TASK DIRECTIONS: Could you recast the records, from their start through the line containing "790,326 -> 853,384", as a two-column CSV headed text and answer, with one row for each text and its answer, every field quoted, and line breaks turned into spaces? Leave the pictures out.

INPUT MATERIAL:

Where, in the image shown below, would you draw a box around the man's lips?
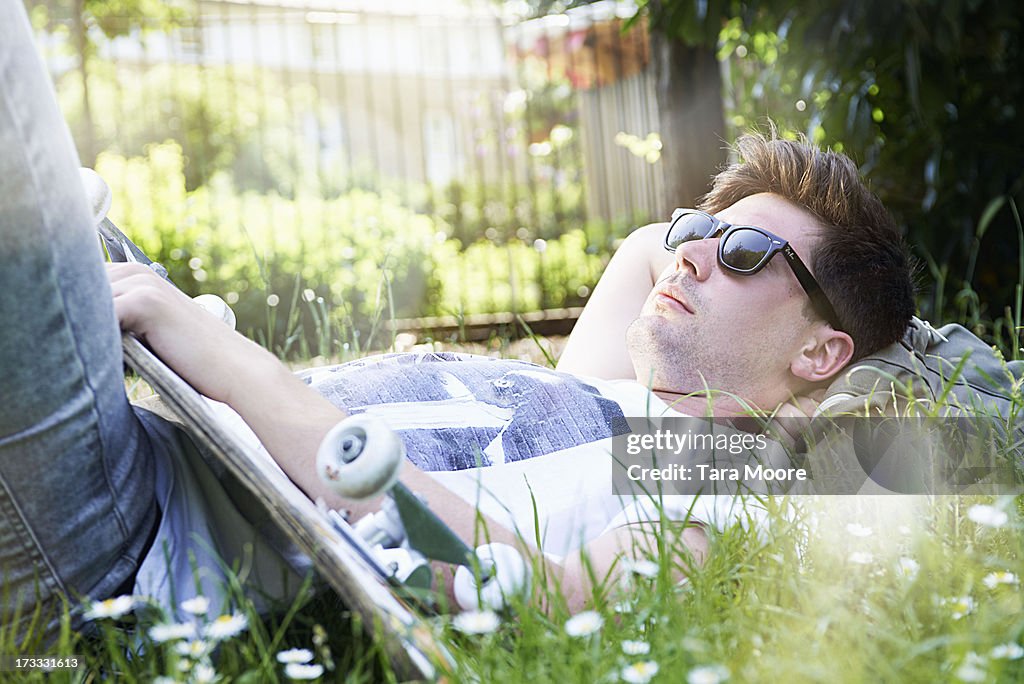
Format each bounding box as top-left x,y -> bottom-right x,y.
657,286 -> 693,313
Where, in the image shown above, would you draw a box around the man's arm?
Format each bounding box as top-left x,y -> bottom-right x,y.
108,264 -> 706,610
557,223 -> 672,380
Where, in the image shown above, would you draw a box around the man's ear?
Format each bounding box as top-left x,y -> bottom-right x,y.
790,326 -> 853,384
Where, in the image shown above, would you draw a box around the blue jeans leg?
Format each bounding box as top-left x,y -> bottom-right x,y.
0,0 -> 162,631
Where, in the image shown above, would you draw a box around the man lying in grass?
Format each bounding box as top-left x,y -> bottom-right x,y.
0,1 -> 913,643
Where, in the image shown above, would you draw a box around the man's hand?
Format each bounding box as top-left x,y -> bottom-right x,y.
106,263 -> 280,403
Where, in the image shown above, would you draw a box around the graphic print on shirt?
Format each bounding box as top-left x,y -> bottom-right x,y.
304,352 -> 625,471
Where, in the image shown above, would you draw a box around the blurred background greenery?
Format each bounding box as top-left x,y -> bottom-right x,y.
27,0 -> 1024,355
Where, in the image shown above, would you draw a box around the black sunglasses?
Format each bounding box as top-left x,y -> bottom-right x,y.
665,209 -> 842,330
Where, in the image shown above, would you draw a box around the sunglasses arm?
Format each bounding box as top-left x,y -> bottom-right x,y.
782,244 -> 842,330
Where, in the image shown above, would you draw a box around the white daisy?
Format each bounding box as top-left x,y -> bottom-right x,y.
954,651 -> 988,682
181,596 -> 210,615
981,571 -> 1019,589
621,660 -> 657,684
452,610 -> 502,634
623,641 -> 650,655
189,662 -> 220,684
285,662 -> 324,680
174,639 -> 210,660
942,596 -> 974,619
686,665 -> 729,684
847,551 -> 874,565
988,641 -> 1024,660
278,648 -> 313,665
565,610 -> 604,637
896,556 -> 921,580
967,504 -> 1010,527
83,596 -> 135,619
148,623 -> 196,644
203,612 -> 249,641
626,559 -> 659,580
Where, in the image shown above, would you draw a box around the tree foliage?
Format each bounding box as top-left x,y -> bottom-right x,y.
530,0 -> 1024,327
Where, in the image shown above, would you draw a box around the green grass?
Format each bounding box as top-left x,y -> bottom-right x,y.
8,497 -> 1024,684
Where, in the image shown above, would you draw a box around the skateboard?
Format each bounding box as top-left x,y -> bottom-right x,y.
82,169 -> 529,680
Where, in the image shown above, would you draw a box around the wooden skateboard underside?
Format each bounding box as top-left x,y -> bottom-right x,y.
122,334 -> 444,679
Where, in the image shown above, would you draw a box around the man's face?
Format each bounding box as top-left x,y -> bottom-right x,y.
627,194 -> 831,408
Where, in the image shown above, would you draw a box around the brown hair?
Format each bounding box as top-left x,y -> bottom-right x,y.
699,128 -> 914,360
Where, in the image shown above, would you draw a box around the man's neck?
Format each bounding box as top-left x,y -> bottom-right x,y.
651,389 -> 751,418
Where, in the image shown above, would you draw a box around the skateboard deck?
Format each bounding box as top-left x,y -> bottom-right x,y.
122,334 -> 450,680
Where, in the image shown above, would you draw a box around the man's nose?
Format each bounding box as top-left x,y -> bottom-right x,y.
676,239 -> 718,281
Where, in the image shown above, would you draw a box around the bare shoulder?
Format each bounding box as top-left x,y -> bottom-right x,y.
557,223 -> 672,379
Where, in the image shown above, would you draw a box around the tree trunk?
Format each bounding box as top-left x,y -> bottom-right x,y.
650,31 -> 726,218
72,0 -> 96,168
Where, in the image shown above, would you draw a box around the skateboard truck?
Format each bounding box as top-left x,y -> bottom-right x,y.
316,414 -> 529,610
80,168 -> 530,610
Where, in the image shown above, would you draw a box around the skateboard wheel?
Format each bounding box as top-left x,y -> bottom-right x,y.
316,415 -> 406,499
79,168 -> 111,225
453,544 -> 530,610
193,295 -> 234,330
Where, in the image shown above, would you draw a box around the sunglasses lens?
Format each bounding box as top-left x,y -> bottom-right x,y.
665,214 -> 714,249
722,228 -> 771,272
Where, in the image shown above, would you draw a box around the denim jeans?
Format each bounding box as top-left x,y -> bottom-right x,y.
0,0 -> 173,634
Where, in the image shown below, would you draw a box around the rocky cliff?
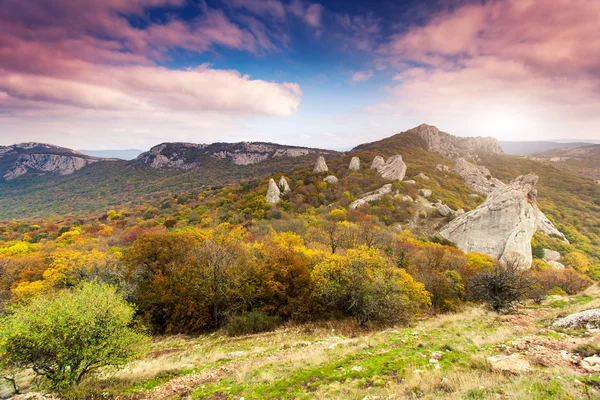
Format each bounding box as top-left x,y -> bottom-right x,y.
440,174 -> 539,267
406,124 -> 504,160
0,142 -> 103,180
132,142 -> 336,170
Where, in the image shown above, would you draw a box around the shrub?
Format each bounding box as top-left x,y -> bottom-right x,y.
0,283 -> 146,389
469,261 -> 535,312
225,311 -> 281,336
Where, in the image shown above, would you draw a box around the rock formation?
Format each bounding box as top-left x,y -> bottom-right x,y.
4,154 -> 100,180
440,174 -> 539,267
373,154 -> 407,181
313,156 -> 329,173
323,175 -> 339,185
371,156 -> 385,169
133,142 -> 336,170
267,178 -> 281,204
349,183 -> 392,209
278,175 -> 292,194
454,158 -> 504,196
418,189 -> 432,197
407,124 -> 504,160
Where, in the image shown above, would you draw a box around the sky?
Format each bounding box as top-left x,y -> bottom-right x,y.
0,0 -> 600,150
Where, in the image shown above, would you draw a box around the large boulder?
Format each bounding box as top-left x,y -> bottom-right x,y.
487,353 -> 531,375
377,154 -> 407,181
371,156 -> 385,169
279,175 -> 292,194
349,183 -> 392,209
440,174 -> 538,267
267,178 -> 281,204
313,156 -> 329,173
323,175 -> 339,185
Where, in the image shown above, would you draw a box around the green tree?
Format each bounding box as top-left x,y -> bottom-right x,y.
0,283 -> 147,389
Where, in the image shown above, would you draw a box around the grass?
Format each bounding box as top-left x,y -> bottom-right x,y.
5,287 -> 600,400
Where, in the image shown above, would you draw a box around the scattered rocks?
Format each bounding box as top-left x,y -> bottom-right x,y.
267,178 -> 281,204
313,156 -> 329,173
279,175 -> 292,194
419,189 -> 433,197
580,356 -> 600,374
552,308 -> 600,329
323,175 -> 339,185
487,353 -> 531,375
373,154 -> 407,181
349,183 -> 392,209
440,174 -> 538,267
371,156 -> 385,169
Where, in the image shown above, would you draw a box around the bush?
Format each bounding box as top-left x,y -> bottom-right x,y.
0,283 -> 146,389
225,311 -> 281,336
469,261 -> 535,312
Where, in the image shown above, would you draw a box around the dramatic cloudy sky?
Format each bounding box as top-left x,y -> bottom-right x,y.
0,0 -> 600,149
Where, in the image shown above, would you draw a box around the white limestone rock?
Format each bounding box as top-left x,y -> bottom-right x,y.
377,154 -> 407,181
313,156 -> 329,173
267,178 -> 281,204
419,189 -> 432,197
349,183 -> 392,209
440,174 -> 538,267
323,175 -> 339,185
371,156 -> 385,170
278,175 -> 292,194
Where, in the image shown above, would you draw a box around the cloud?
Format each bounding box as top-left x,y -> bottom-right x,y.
370,0 -> 600,140
352,70 -> 373,84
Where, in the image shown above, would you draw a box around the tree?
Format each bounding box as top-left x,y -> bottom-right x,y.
311,246 -> 430,325
469,257 -> 536,312
0,283 -> 147,389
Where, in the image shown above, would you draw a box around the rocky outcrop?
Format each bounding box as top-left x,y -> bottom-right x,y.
313,156 -> 329,173
418,189 -> 432,197
377,154 -> 407,181
487,353 -> 532,375
552,308 -> 600,329
440,174 -> 538,267
349,183 -> 392,209
267,178 -> 281,204
278,175 -> 292,194
4,154 -> 100,180
323,175 -> 339,185
133,142 -> 336,170
407,124 -> 504,160
371,156 -> 385,169
454,158 -> 504,196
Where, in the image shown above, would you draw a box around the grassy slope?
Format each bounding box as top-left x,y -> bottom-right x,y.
16,286 -> 600,399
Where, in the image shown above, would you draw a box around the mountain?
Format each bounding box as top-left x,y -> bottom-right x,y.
500,141 -> 593,155
0,142 -> 102,180
132,142 -> 337,170
78,149 -> 144,160
0,139 -> 338,219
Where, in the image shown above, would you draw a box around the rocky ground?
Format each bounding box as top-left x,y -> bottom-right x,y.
5,286 -> 600,399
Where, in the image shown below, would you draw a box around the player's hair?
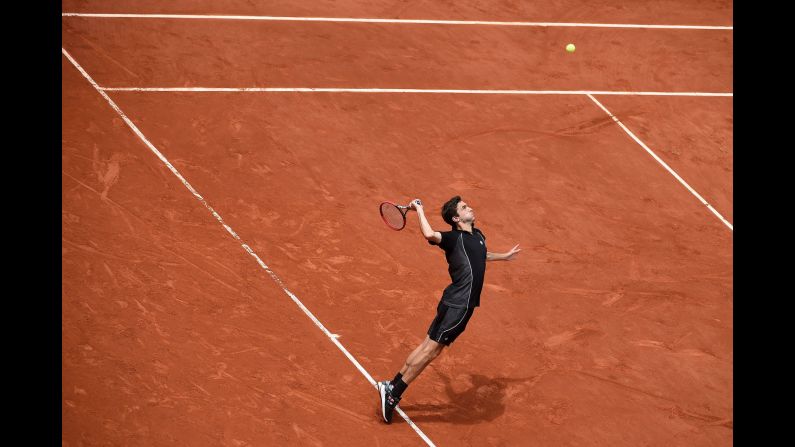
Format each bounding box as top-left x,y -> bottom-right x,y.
442,196 -> 461,230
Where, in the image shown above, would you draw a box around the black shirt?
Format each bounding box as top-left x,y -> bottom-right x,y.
428,227 -> 486,308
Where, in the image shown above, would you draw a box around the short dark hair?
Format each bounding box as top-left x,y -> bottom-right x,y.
442,196 -> 461,229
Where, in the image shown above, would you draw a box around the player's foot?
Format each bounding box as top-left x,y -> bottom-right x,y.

WRITTEN RESPONSE:
text,answer
"Where, in the image shown below, would you draw a box around the man's lips? Format each bounding box as top-left x,y -> bottom-right x,y.","657,286 -> 693,313"
"Where, in the image shown above, would you draw a box around the man's arm? Format each bounding box as top-left x,y -> bottom-right x,y.","108,264 -> 706,610 557,223 -> 672,380"
"Where, in the image shown above, would you draw a box around the man's ear? Format each bounding box as top-left x,y -> bottom-right x,y.","790,326 -> 853,384"